------ RAW DATA ------

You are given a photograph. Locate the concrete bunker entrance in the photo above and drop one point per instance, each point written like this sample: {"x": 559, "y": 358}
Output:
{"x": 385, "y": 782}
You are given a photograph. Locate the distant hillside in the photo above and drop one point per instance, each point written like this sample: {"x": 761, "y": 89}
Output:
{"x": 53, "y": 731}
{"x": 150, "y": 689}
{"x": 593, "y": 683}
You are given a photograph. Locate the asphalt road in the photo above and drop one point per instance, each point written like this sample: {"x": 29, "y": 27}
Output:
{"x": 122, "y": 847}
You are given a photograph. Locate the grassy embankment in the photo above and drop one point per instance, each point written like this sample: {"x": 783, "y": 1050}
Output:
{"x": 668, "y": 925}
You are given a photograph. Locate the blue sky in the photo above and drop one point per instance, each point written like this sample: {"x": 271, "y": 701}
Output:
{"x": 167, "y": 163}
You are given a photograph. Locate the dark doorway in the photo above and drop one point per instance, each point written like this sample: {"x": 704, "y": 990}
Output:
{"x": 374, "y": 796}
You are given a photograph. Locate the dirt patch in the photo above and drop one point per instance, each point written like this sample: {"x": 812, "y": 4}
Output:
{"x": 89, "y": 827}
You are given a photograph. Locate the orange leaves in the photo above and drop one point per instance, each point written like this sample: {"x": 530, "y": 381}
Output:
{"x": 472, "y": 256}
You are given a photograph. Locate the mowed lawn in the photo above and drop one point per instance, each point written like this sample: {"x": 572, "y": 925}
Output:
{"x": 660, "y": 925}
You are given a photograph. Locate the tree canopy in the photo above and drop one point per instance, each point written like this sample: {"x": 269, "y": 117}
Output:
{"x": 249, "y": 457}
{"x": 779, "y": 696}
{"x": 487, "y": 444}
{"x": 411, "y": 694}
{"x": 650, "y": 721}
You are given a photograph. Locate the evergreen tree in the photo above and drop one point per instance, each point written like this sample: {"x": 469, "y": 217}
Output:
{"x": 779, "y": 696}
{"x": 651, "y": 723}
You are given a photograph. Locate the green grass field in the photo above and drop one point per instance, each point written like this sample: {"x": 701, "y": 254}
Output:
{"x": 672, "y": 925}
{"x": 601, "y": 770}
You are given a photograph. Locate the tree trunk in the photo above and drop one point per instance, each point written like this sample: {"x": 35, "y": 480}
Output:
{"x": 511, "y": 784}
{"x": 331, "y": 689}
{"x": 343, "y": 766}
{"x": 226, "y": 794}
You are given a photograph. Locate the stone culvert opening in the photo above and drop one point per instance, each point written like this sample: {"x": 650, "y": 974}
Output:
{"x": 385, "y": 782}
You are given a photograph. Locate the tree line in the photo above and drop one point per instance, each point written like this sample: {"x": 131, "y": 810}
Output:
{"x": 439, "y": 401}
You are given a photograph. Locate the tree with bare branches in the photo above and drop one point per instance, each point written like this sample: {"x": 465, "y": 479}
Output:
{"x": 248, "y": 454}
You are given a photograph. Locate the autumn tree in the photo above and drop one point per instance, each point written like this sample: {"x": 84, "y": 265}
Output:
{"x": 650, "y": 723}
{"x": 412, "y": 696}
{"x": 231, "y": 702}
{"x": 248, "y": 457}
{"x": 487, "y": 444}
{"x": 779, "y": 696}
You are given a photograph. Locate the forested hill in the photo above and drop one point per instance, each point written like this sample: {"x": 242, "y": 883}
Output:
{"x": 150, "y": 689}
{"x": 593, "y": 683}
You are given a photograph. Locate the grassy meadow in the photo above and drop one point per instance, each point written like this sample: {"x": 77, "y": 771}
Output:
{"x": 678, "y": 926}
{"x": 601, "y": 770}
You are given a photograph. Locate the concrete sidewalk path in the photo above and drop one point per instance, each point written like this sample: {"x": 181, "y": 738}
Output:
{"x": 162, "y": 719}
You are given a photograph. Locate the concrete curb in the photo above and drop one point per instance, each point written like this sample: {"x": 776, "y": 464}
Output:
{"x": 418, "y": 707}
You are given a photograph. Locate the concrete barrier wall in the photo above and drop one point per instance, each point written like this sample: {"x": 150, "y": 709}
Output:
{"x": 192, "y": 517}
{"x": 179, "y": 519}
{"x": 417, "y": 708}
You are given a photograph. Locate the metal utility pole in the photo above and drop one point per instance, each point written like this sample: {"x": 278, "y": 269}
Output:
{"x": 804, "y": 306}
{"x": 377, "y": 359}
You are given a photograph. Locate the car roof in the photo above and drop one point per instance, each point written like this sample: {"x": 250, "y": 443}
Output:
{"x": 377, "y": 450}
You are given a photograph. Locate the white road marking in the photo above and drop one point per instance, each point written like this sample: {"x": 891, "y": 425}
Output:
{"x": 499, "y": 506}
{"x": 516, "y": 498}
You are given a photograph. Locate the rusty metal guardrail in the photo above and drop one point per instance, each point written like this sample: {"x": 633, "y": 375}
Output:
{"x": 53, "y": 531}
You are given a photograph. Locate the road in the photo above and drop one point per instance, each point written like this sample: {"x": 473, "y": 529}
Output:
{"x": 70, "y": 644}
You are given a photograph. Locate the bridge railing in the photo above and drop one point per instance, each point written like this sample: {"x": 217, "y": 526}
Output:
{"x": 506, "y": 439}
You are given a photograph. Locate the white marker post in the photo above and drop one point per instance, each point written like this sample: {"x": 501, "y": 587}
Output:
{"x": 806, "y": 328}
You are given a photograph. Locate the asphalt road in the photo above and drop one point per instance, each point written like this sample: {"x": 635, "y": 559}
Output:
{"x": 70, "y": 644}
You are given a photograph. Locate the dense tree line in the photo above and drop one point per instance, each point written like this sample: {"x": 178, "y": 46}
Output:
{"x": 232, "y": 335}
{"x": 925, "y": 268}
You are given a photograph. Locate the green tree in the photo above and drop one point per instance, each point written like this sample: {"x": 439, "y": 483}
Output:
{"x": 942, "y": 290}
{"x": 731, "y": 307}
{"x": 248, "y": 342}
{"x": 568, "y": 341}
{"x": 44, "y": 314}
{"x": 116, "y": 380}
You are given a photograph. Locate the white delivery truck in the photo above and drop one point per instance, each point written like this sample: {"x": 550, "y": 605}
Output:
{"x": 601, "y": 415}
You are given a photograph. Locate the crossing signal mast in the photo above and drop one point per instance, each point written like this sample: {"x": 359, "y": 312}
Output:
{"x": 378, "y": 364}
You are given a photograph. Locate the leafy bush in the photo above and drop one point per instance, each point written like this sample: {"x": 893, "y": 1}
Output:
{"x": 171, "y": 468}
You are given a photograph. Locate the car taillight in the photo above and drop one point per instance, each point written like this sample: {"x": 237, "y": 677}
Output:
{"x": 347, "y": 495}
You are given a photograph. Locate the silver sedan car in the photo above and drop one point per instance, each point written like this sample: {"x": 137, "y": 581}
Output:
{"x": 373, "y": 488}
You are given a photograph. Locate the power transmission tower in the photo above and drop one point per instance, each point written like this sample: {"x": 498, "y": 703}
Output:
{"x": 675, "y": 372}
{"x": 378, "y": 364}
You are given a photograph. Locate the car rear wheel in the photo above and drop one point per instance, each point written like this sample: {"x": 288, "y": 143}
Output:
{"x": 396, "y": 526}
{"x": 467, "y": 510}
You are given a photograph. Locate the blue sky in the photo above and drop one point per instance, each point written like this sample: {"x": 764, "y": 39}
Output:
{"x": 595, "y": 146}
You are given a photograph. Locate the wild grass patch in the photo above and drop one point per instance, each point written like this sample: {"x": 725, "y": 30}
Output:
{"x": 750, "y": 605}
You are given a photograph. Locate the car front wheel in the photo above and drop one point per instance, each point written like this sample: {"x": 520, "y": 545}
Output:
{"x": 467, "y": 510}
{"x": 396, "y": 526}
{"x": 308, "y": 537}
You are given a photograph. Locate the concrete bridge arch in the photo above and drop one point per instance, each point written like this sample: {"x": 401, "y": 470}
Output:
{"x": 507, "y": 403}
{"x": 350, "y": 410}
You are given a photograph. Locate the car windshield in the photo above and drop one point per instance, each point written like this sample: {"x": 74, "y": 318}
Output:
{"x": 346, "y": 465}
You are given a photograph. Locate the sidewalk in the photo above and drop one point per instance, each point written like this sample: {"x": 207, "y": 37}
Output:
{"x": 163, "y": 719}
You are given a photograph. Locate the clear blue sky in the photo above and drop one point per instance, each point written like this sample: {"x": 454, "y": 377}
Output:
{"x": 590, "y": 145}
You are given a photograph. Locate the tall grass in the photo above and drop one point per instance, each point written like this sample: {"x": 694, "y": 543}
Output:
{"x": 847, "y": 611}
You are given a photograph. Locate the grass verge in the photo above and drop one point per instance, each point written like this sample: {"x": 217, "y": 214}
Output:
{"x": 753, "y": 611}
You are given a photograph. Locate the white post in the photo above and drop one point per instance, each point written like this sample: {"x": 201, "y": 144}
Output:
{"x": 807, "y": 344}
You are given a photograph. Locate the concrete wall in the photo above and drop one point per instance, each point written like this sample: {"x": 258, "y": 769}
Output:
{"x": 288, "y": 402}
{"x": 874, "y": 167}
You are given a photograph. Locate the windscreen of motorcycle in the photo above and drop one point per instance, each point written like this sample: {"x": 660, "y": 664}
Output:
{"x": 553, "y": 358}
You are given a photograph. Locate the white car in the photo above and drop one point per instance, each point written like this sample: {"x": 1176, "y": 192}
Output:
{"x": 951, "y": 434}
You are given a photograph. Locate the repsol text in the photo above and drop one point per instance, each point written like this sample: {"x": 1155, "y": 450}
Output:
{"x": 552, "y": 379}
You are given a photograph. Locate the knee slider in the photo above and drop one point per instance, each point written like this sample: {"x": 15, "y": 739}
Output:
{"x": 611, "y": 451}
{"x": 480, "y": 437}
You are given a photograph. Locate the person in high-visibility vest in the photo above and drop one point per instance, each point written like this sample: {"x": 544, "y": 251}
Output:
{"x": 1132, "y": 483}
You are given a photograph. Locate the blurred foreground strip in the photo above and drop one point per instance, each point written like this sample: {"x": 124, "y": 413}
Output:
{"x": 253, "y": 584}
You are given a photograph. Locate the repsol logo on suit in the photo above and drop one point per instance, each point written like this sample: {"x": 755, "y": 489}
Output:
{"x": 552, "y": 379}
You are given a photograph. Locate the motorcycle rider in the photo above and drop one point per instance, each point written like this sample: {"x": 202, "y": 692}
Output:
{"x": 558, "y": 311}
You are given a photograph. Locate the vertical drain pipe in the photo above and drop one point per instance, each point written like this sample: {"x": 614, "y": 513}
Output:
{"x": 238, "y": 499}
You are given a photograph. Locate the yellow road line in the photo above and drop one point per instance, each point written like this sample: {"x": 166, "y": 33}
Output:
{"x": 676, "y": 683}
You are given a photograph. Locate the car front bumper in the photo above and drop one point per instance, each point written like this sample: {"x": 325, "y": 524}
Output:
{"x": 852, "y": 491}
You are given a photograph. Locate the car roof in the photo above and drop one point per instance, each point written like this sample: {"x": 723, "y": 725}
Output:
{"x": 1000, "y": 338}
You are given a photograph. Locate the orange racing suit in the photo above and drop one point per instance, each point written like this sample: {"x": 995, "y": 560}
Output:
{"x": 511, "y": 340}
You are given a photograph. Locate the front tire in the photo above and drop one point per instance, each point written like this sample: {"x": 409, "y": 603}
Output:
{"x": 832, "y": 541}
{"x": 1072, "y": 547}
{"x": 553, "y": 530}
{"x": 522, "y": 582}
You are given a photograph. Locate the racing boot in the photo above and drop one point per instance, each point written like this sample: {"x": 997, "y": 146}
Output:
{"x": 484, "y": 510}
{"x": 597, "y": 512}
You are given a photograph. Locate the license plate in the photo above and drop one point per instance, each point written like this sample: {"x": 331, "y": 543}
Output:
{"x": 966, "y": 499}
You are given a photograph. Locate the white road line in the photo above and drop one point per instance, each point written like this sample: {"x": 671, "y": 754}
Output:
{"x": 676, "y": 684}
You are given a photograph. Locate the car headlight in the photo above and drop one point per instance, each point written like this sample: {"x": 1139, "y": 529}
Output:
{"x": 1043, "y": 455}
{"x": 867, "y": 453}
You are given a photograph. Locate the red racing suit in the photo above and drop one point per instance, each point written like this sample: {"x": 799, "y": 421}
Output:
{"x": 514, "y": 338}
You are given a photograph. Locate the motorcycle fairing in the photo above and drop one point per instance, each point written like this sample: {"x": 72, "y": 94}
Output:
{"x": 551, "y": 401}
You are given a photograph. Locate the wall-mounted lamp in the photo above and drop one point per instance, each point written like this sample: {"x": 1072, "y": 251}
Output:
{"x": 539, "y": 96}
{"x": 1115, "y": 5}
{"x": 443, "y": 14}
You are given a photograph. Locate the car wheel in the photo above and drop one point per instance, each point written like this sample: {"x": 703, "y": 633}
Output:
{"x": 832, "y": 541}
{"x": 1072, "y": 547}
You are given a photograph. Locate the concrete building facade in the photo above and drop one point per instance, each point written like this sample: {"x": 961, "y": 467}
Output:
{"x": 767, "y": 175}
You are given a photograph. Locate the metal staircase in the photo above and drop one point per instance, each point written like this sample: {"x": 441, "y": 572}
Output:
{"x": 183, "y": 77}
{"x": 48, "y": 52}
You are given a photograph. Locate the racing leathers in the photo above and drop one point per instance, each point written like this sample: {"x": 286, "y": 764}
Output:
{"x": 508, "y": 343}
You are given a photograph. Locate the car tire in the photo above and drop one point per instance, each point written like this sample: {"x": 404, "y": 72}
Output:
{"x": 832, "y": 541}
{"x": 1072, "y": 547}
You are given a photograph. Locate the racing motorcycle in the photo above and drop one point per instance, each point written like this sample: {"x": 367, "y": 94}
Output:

------

WHAT IS ASKED: Using the material above, reproduce exactly the line that contains "You are given a photograph. Locate the white road line" and all lines after it through the last one, and only those.

RESULT OF THIS EXERCISE:
You are given a photograph. Locate the white road line in the photo above and drop one point per instance, each point written like this sample: {"x": 671, "y": 754}
Output:
{"x": 676, "y": 684}
You are given a photograph. Locate the car headlight in the photo above and drop one point per instance, each point written like this sample: {"x": 1139, "y": 529}
Output:
{"x": 1043, "y": 455}
{"x": 867, "y": 453}
You are given a photograph. Locate the red racing suit in the photo above and drop one point per instance, each point written like this sample: {"x": 799, "y": 421}
Output:
{"x": 514, "y": 338}
You are given a photograph. Locate the motorcycle fairing in the photo above and drop one point per instance, each point written like this sample: {"x": 72, "y": 94}
Output:
{"x": 551, "y": 401}
You are given a photograph. Locate the wall-mounted lamp in the photo above and drop one point per instance, each point written like this sample: {"x": 1072, "y": 251}
Output:
{"x": 539, "y": 96}
{"x": 1115, "y": 5}
{"x": 443, "y": 14}
You are given a photograph. Locate the car wheel in the photo above and drop one point per instance, each point written like this sample: {"x": 703, "y": 633}
Output:
{"x": 832, "y": 541}
{"x": 1072, "y": 547}
You are given a photograph. Locate the concrete building facade in the photo above and drop one point per instance, each point written like this sample: {"x": 961, "y": 467}
Output:
{"x": 767, "y": 175}
You are given a photograph. Locate the metal staircase in the photo above and drop one point per instance, each point written like this sample: {"x": 441, "y": 572}
Output:
{"x": 183, "y": 77}
{"x": 48, "y": 52}
You are given a photograph. Locate the racing leathers in the photo above and drop one point per instance, each point written like this sample: {"x": 286, "y": 764}
Output:
{"x": 508, "y": 343}
You are given a photograph. Locate the car tire in the photo above and drop one point per instance, each point written like this sample: {"x": 404, "y": 72}
Output:
{"x": 832, "y": 541}
{"x": 1072, "y": 547}
You are given a photograph. Locate the racing motorcycle in the photo above and drop one point per instance, each point written like this sample: {"x": 367, "y": 94}
Output:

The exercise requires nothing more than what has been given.